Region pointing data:
------------------------

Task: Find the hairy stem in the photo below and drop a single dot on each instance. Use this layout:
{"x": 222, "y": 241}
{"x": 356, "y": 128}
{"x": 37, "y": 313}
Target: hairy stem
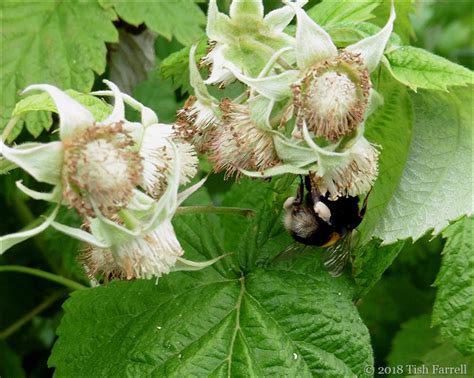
{"x": 46, "y": 275}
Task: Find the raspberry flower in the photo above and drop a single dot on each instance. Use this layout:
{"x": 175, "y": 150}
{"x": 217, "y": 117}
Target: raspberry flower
{"x": 122, "y": 177}
{"x": 304, "y": 110}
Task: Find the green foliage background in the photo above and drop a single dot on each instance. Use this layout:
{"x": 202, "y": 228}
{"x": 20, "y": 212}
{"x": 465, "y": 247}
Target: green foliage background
{"x": 409, "y": 299}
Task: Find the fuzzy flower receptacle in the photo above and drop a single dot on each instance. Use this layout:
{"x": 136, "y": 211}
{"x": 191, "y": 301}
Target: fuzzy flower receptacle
{"x": 303, "y": 111}
{"x": 123, "y": 179}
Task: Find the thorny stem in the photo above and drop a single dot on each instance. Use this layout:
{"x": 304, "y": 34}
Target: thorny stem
{"x": 46, "y": 275}
{"x": 30, "y": 315}
{"x": 214, "y": 210}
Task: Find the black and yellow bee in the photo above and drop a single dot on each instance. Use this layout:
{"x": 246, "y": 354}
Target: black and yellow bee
{"x": 315, "y": 220}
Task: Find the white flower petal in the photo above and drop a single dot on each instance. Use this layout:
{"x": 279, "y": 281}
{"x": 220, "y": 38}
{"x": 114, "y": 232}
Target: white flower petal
{"x": 150, "y": 255}
{"x": 293, "y": 154}
{"x": 277, "y": 170}
{"x": 189, "y": 162}
{"x": 156, "y": 152}
{"x": 246, "y": 9}
{"x": 8, "y": 241}
{"x": 273, "y": 60}
{"x": 113, "y": 229}
{"x": 140, "y": 201}
{"x": 275, "y": 87}
{"x": 73, "y": 117}
{"x": 313, "y": 43}
{"x": 118, "y": 112}
{"x": 372, "y": 48}
{"x": 187, "y": 192}
{"x": 79, "y": 234}
{"x": 166, "y": 206}
{"x": 53, "y": 196}
{"x": 42, "y": 161}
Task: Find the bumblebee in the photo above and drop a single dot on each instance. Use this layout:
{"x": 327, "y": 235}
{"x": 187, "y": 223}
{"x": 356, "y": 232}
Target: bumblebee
{"x": 313, "y": 219}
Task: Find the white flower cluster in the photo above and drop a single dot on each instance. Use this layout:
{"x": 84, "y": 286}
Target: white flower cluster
{"x": 304, "y": 102}
{"x": 121, "y": 176}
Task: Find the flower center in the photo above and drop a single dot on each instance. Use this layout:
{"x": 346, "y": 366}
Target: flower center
{"x": 333, "y": 95}
{"x": 101, "y": 171}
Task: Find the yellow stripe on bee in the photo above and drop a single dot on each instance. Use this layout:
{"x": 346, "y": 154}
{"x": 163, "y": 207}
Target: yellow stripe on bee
{"x": 334, "y": 239}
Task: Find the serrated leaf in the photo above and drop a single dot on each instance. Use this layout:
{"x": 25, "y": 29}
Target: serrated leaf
{"x": 62, "y": 251}
{"x": 441, "y": 359}
{"x": 453, "y": 309}
{"x": 418, "y": 68}
{"x": 43, "y": 102}
{"x": 226, "y": 326}
{"x": 157, "y": 94}
{"x": 330, "y": 12}
{"x": 371, "y": 261}
{"x": 37, "y": 122}
{"x": 403, "y": 25}
{"x": 176, "y": 67}
{"x": 346, "y": 33}
{"x": 415, "y": 338}
{"x": 11, "y": 362}
{"x": 390, "y": 127}
{"x": 220, "y": 321}
{"x": 435, "y": 187}
{"x": 182, "y": 19}
{"x": 132, "y": 59}
{"x": 46, "y": 42}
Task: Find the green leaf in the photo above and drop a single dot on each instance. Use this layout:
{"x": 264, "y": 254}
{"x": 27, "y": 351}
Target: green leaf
{"x": 47, "y": 42}
{"x": 412, "y": 342}
{"x": 442, "y": 361}
{"x": 330, "y": 12}
{"x": 176, "y": 66}
{"x": 435, "y": 187}
{"x": 403, "y": 24}
{"x": 347, "y": 33}
{"x": 37, "y": 122}
{"x": 181, "y": 19}
{"x": 418, "y": 68}
{"x": 62, "y": 251}
{"x": 11, "y": 362}
{"x": 157, "y": 94}
{"x": 371, "y": 261}
{"x": 224, "y": 320}
{"x": 43, "y": 102}
{"x": 131, "y": 59}
{"x": 453, "y": 310}
{"x": 391, "y": 128}
{"x": 222, "y": 326}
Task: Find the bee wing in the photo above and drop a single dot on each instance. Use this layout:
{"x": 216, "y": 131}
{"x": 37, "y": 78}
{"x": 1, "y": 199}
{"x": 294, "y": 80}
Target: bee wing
{"x": 289, "y": 252}
{"x": 337, "y": 256}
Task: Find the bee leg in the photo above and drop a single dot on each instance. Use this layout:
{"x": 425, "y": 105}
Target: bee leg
{"x": 364, "y": 205}
{"x": 299, "y": 193}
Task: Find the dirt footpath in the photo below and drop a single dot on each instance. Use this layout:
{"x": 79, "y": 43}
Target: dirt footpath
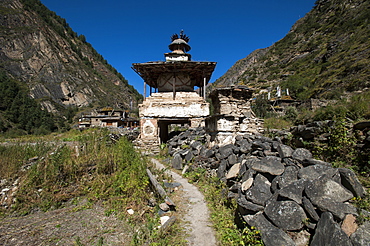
{"x": 197, "y": 215}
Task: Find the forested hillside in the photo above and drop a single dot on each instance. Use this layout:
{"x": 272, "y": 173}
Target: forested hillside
{"x": 56, "y": 67}
{"x": 325, "y": 54}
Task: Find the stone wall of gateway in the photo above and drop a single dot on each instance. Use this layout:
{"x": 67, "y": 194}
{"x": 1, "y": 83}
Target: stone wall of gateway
{"x": 185, "y": 105}
{"x": 233, "y": 115}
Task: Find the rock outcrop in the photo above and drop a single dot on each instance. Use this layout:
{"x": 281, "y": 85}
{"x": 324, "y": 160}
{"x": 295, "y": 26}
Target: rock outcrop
{"x": 60, "y": 68}
{"x": 282, "y": 191}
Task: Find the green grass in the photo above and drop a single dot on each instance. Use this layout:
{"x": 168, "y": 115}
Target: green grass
{"x": 111, "y": 174}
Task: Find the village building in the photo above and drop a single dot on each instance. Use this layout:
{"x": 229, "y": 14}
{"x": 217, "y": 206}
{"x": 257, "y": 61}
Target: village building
{"x": 232, "y": 114}
{"x": 172, "y": 98}
{"x": 107, "y": 117}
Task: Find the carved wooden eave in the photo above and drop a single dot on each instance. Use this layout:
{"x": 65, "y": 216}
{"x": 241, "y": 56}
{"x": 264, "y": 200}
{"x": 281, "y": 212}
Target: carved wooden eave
{"x": 197, "y": 71}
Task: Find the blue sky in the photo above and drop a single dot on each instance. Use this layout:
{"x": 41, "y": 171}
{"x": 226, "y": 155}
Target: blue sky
{"x": 126, "y": 32}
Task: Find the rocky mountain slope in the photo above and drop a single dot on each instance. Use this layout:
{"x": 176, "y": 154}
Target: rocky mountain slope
{"x": 324, "y": 55}
{"x": 60, "y": 69}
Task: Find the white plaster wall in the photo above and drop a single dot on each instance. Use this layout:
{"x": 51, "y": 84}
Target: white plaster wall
{"x": 226, "y": 125}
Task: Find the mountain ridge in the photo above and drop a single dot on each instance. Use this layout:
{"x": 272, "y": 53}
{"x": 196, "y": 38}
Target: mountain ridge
{"x": 59, "y": 67}
{"x": 324, "y": 55}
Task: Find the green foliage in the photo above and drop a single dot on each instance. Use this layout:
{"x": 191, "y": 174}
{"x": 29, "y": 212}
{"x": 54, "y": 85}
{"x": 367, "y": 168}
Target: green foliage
{"x": 77, "y": 42}
{"x": 277, "y": 123}
{"x": 261, "y": 107}
{"x": 112, "y": 172}
{"x": 340, "y": 148}
{"x": 223, "y": 216}
{"x": 20, "y": 111}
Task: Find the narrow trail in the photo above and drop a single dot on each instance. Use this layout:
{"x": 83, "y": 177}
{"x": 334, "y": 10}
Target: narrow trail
{"x": 199, "y": 227}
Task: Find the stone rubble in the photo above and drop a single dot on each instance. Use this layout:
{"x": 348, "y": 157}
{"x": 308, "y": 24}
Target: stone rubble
{"x": 281, "y": 191}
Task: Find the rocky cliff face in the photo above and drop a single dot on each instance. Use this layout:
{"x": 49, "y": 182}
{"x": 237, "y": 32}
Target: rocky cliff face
{"x": 59, "y": 67}
{"x": 324, "y": 54}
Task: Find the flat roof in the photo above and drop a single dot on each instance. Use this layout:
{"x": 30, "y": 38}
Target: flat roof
{"x": 150, "y": 71}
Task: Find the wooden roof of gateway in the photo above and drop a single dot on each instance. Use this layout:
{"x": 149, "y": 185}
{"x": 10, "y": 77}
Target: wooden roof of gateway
{"x": 197, "y": 71}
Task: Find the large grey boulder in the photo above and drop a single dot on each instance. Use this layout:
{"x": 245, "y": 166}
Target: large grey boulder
{"x": 233, "y": 171}
{"x": 310, "y": 209}
{"x": 248, "y": 206}
{"x": 338, "y": 209}
{"x": 301, "y": 154}
{"x": 362, "y": 235}
{"x": 285, "y": 151}
{"x": 316, "y": 171}
{"x": 329, "y": 233}
{"x": 177, "y": 161}
{"x": 289, "y": 176}
{"x": 323, "y": 187}
{"x": 269, "y": 164}
{"x": 226, "y": 150}
{"x": 351, "y": 182}
{"x": 287, "y": 215}
{"x": 271, "y": 235}
{"x": 293, "y": 191}
{"x": 244, "y": 146}
{"x": 260, "y": 192}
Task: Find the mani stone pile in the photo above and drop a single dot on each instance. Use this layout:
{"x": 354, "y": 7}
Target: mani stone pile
{"x": 290, "y": 197}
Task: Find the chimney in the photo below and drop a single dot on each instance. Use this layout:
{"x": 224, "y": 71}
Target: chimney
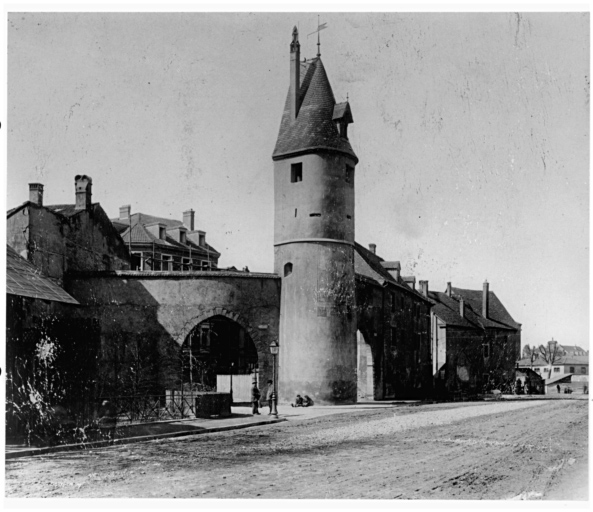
{"x": 83, "y": 186}
{"x": 424, "y": 288}
{"x": 295, "y": 74}
{"x": 36, "y": 193}
{"x": 124, "y": 213}
{"x": 188, "y": 219}
{"x": 485, "y": 300}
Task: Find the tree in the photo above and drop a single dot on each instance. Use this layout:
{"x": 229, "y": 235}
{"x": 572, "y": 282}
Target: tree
{"x": 551, "y": 354}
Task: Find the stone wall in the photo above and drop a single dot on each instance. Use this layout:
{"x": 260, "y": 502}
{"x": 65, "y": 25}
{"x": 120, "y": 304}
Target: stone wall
{"x": 146, "y": 317}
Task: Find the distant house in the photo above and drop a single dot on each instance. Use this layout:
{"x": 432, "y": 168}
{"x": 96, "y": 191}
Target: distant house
{"x": 475, "y": 341}
{"x": 64, "y": 238}
{"x": 560, "y": 365}
{"x": 161, "y": 244}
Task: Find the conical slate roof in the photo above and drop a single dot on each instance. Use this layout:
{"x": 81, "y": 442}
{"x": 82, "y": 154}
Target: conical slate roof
{"x": 314, "y": 128}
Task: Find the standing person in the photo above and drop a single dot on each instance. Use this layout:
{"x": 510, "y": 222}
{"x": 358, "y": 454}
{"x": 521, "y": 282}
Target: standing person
{"x": 269, "y": 395}
{"x": 107, "y": 420}
{"x": 255, "y": 394}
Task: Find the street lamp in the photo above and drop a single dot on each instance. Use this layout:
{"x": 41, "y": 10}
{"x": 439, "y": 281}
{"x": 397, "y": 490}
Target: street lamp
{"x": 274, "y": 351}
{"x": 232, "y": 364}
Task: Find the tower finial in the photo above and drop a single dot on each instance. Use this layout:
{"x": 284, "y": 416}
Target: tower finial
{"x": 319, "y": 29}
{"x": 295, "y": 45}
{"x": 318, "y": 42}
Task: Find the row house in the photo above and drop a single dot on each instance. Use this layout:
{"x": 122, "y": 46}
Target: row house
{"x": 162, "y": 244}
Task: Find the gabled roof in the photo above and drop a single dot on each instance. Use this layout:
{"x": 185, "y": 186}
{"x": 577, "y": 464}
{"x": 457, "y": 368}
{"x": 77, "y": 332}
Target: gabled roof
{"x": 141, "y": 235}
{"x": 447, "y": 309}
{"x": 314, "y": 127}
{"x": 25, "y": 280}
{"x": 370, "y": 265}
{"x": 497, "y": 314}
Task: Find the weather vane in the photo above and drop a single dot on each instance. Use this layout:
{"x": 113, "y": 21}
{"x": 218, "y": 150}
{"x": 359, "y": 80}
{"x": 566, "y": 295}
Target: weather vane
{"x": 319, "y": 29}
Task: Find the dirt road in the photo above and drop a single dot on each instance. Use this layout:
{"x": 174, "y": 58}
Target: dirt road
{"x": 520, "y": 450}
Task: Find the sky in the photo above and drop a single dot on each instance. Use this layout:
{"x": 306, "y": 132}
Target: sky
{"x": 472, "y": 132}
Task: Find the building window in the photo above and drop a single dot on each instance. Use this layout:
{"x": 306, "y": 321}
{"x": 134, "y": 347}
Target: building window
{"x": 156, "y": 262}
{"x": 287, "y": 269}
{"x": 167, "y": 261}
{"x": 349, "y": 174}
{"x": 296, "y": 173}
{"x": 486, "y": 350}
{"x": 136, "y": 261}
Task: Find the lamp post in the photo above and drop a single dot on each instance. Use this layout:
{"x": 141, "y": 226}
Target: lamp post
{"x": 232, "y": 364}
{"x": 274, "y": 351}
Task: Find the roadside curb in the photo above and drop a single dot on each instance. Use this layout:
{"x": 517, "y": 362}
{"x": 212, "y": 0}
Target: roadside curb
{"x": 129, "y": 440}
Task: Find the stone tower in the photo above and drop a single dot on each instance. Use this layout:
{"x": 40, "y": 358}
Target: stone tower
{"x": 314, "y": 238}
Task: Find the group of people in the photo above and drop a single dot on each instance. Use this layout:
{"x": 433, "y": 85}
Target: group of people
{"x": 300, "y": 401}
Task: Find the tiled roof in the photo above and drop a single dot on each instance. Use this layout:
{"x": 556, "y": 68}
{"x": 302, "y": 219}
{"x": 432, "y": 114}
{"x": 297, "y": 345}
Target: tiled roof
{"x": 368, "y": 264}
{"x": 140, "y": 235}
{"x": 314, "y": 128}
{"x": 560, "y": 360}
{"x": 67, "y": 210}
{"x": 342, "y": 111}
{"x": 497, "y": 314}
{"x": 25, "y": 280}
{"x": 447, "y": 309}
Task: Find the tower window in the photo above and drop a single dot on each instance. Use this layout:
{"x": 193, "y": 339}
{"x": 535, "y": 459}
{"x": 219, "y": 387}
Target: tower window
{"x": 349, "y": 174}
{"x": 296, "y": 173}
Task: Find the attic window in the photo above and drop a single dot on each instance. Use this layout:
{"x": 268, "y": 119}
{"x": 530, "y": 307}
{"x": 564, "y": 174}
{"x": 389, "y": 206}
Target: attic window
{"x": 287, "y": 269}
{"x": 486, "y": 350}
{"x": 296, "y": 173}
{"x": 349, "y": 174}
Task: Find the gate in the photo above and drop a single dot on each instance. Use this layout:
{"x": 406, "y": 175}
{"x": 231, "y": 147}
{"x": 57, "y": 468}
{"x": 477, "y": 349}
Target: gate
{"x": 241, "y": 386}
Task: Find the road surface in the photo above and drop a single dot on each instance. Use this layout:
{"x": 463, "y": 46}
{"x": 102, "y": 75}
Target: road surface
{"x": 483, "y": 450}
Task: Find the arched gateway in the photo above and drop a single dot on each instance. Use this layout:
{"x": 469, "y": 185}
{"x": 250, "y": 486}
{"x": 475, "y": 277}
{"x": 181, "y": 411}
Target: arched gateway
{"x": 217, "y": 345}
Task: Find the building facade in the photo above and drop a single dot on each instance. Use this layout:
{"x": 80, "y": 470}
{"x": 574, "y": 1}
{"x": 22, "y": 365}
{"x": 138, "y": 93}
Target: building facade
{"x": 165, "y": 245}
{"x": 475, "y": 341}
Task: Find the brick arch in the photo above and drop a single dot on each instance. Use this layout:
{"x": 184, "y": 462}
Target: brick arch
{"x": 241, "y": 320}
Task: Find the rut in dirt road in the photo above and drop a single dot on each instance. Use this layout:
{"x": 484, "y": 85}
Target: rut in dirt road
{"x": 495, "y": 451}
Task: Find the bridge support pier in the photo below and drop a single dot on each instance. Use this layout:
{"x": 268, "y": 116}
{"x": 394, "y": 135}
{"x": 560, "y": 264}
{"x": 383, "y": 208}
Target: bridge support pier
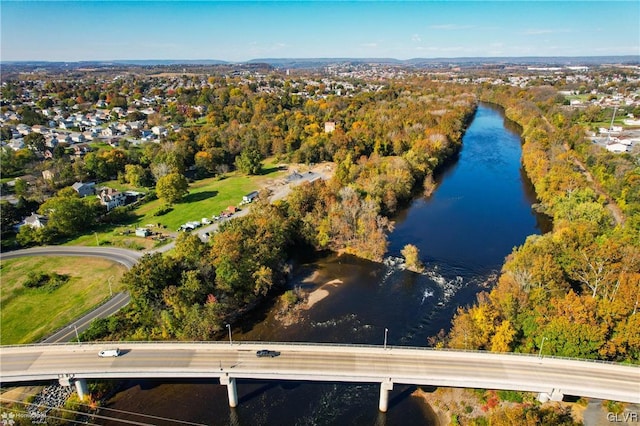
{"x": 555, "y": 395}
{"x": 385, "y": 388}
{"x": 232, "y": 390}
{"x": 81, "y": 388}
{"x": 69, "y": 380}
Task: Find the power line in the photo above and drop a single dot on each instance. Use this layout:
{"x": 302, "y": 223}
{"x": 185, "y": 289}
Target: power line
{"x": 131, "y": 413}
{"x": 98, "y": 416}
{"x": 32, "y": 417}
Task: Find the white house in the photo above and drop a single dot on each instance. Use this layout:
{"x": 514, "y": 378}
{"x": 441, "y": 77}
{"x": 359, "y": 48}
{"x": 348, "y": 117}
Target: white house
{"x": 78, "y": 138}
{"x": 617, "y": 147}
{"x": 84, "y": 188}
{"x": 36, "y": 221}
{"x": 111, "y": 198}
{"x": 16, "y": 144}
{"x": 159, "y": 130}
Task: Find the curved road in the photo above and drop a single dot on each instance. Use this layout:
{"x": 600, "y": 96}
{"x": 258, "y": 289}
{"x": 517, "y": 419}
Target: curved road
{"x": 128, "y": 258}
{"x": 323, "y": 362}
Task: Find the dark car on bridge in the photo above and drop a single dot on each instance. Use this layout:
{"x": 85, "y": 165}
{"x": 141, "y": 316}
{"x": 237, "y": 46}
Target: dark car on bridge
{"x": 267, "y": 353}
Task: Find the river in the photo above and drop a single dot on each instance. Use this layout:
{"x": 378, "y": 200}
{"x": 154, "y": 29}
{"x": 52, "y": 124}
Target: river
{"x": 479, "y": 212}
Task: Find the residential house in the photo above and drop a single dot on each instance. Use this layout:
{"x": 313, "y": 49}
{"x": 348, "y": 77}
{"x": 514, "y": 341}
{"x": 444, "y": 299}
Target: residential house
{"x": 78, "y": 138}
{"x": 329, "y": 126}
{"x": 111, "y": 198}
{"x": 67, "y": 124}
{"x": 250, "y": 197}
{"x": 23, "y": 129}
{"x": 142, "y": 232}
{"x": 84, "y": 188}
{"x": 49, "y": 175}
{"x": 52, "y": 141}
{"x": 123, "y": 127}
{"x": 36, "y": 221}
{"x": 108, "y": 132}
{"x": 617, "y": 147}
{"x": 118, "y": 111}
{"x": 39, "y": 128}
{"x": 159, "y": 130}
{"x": 81, "y": 149}
{"x": 16, "y": 144}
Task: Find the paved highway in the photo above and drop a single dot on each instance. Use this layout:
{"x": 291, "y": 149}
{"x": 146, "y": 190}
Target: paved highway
{"x": 125, "y": 257}
{"x": 325, "y": 363}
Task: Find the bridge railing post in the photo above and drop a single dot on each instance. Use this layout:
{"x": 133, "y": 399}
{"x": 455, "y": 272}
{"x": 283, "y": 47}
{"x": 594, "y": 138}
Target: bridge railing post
{"x": 385, "y": 388}
{"x": 232, "y": 390}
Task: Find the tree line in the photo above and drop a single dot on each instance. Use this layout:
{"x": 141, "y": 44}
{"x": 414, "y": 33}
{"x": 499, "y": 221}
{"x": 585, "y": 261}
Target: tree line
{"x": 574, "y": 291}
{"x": 191, "y": 293}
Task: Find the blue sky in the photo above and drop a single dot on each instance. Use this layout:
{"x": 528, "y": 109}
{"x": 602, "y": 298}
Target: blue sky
{"x": 239, "y": 31}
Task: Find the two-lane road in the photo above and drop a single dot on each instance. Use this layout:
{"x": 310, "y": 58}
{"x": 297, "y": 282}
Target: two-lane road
{"x": 128, "y": 258}
{"x": 318, "y": 362}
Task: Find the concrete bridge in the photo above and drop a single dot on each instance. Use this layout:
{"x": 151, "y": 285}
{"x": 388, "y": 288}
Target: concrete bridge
{"x": 551, "y": 378}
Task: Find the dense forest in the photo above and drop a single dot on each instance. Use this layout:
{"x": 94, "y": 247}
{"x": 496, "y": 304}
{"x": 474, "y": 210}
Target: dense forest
{"x": 574, "y": 291}
{"x": 386, "y": 145}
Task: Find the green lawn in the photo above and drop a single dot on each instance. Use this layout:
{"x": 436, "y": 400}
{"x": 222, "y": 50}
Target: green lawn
{"x": 28, "y": 314}
{"x": 206, "y": 198}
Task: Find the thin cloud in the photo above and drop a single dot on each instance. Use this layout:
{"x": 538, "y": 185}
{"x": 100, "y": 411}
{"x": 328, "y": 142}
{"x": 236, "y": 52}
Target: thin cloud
{"x": 451, "y": 27}
{"x": 543, "y": 31}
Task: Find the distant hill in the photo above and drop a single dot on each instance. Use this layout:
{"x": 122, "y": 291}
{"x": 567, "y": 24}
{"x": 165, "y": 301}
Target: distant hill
{"x": 323, "y": 62}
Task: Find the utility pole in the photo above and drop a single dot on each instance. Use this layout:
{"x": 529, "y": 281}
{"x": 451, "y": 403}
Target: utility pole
{"x": 541, "y": 346}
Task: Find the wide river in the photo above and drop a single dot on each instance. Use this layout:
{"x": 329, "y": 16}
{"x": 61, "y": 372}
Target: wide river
{"x": 479, "y": 212}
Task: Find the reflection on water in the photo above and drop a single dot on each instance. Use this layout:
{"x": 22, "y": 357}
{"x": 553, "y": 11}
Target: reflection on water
{"x": 480, "y": 211}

------------------------

> Work task
For the data above, count every line in which the string "below" appears, and answer with the count only.

> Response for this exercise
4